* **Required tasks**
**a.** Using the excerpt on God's holiness, explain in one to three sentences why the speaker rejects the objection that this is only the God of the Old Testament.
**b.** Summarize the excerpt on God's holiness in two sentences.
**c.** Please duplicate the passage from the excerpt on God's holiness, beginning at the words "That it ought" and stopping after "It's racially mixed.".

* **Quoted text**
******
Well, that's the God of the Old Testament, isn't it?
We don't worship the God of Sinai. All right, he's the God of Hebrews 12, 29. That's right. And we'll come to that when we come into the spirit and climate of our worship.
That it ought to be marked by reverence. And we'll look at a New Testament passage that is highlighting the glorious privileges of the New Covenant. And in that setting, he is called a consuming fire. Well, what I'm sure we'd eventually get, but I'm conscious of the clock breathing down my right elbow here.
It sits right down here. Some of you think that we never see it and never pay any attention to it, but we do. It's there and it constantly talks with its two black hands against the backdrop of its white face. It's racially mixed.
It has black hands and a white face. But anyway, surely people ought to receive something of the impression of those great worship passages in the book of the Revelation. The great worship passages that are found throughout the Scriptures in which God's holiness is seen not as one of many attributes, but as the foundation of His very character and His being. Isaiah 57, 15, Thus saith the High and the Lofty One whose name...
whose name... that inhabits eternity whose name is holy.
******
* **Material provided**
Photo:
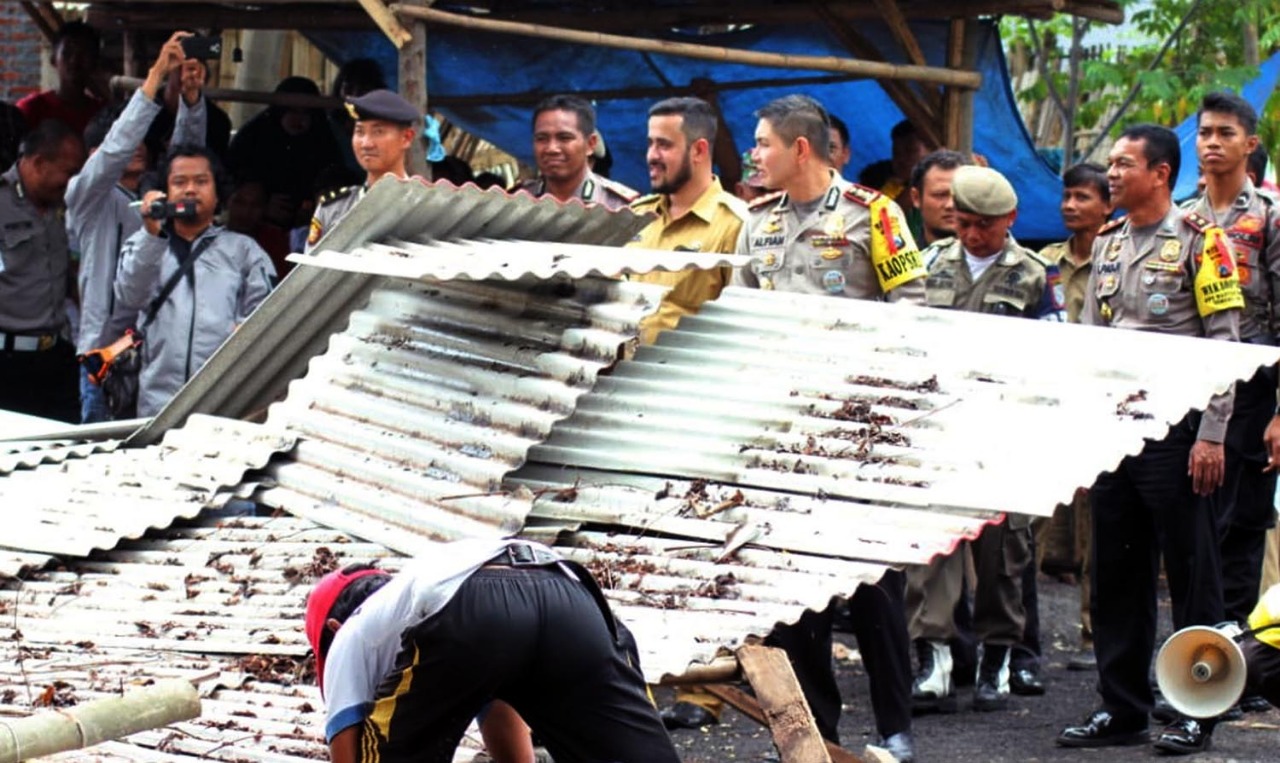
******
* **Answers provided**
**a.** The speaker says he is also the God of Hebrews 12:29, a New Testament passage that highlights the glorious privileges of the New Covenant. In that setting he is called a consuming fire.

**b.** The speaker answers the objection that this is the God of the Old Testament by pointing to Hebrews 12:29, a New Testament passage on the privileges of the New Covenant where he is called a consuming fire, and says worship ought to be marked by reverence. Aware of the clock nearby, the speaker turns to the great worship passages of Revelation and the rest of Scripture, where God's holiness is the foundation of his character and being, and cites Isaiah 57:15.

**c.**
That it ought to be marked by reverence. And we'll look at a New Testament passage that is highlighting the glorious privileges of the New Covenant. And in that setting, he is called a consuming fire. Well, what I'm sure we'd eventually get, but I'm conscious of the clock breathing down my right elbow here.
It sits right down here. Some of you think that we never see it and never pay any attention to it, but we do. It's there and it constantly talks with its two black hands against the backdrop of its white face. It's racially mixed.